The records.

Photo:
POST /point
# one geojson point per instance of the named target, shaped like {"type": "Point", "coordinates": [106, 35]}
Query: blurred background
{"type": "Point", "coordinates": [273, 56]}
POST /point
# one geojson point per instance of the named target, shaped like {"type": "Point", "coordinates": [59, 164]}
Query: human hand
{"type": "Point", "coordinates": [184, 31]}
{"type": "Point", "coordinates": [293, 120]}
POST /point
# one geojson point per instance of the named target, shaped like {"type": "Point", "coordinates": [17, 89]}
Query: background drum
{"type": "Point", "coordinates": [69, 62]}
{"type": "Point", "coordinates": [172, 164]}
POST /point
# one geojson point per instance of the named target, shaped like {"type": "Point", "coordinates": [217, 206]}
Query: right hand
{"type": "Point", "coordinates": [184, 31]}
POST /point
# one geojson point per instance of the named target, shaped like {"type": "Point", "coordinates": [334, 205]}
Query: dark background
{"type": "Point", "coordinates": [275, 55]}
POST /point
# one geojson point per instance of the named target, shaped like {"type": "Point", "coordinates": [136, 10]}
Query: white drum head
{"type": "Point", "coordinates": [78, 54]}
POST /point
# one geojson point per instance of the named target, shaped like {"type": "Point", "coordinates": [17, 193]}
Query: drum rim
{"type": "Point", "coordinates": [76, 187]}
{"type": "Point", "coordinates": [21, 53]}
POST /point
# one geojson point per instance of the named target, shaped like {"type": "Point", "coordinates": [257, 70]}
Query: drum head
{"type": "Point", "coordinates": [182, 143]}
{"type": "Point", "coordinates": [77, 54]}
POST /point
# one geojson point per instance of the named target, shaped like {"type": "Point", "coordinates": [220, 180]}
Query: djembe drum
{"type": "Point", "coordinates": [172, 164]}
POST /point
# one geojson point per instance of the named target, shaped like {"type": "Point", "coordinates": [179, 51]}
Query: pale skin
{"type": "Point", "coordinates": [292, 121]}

Exercise goal. Word for word, quote all of the data above.

Solution to this exercise.
Photo:
POST /point
# one geojson point per instance of the named target, shaped like {"type": "Point", "coordinates": [106, 35]}
Query: blurred background
{"type": "Point", "coordinates": [273, 56]}
POST /point
# one geojson point per instance of the named target, shaped like {"type": "Point", "coordinates": [59, 164]}
Query: human hand
{"type": "Point", "coordinates": [184, 31]}
{"type": "Point", "coordinates": [293, 120]}
POST /point
# one geojson point per instance of the named target, shaped like {"type": "Point", "coordinates": [17, 89]}
Query: background drum
{"type": "Point", "coordinates": [69, 62]}
{"type": "Point", "coordinates": [172, 164]}
POST /point
# one geojson point per instance of the named target, shaped like {"type": "Point", "coordinates": [217, 206]}
Query: right hand
{"type": "Point", "coordinates": [184, 31]}
POST /point
# one geojson point per instance of the named target, shaped like {"type": "Point", "coordinates": [334, 205]}
Query: dark background
{"type": "Point", "coordinates": [275, 55]}
POST /point
# one geojson point per instance of the named target, shaped like {"type": "Point", "coordinates": [136, 10]}
Query: white drum head
{"type": "Point", "coordinates": [78, 54]}
POST /point
# one geojson point per instance of the named target, shaped like {"type": "Point", "coordinates": [17, 193]}
Query: drum rim
{"type": "Point", "coordinates": [76, 187]}
{"type": "Point", "coordinates": [21, 53]}
POST /point
# one geojson point per instance of the named target, shaped like {"type": "Point", "coordinates": [257, 70]}
Query: drum head
{"type": "Point", "coordinates": [182, 143]}
{"type": "Point", "coordinates": [77, 54]}
POST /point
# one geojson point per instance of the named target, shaped like {"type": "Point", "coordinates": [220, 180]}
Query: djembe drum
{"type": "Point", "coordinates": [172, 164]}
POST /point
# one geojson point per instance of the named target, shaped like {"type": "Point", "coordinates": [179, 51]}
Query: pale skin
{"type": "Point", "coordinates": [292, 121]}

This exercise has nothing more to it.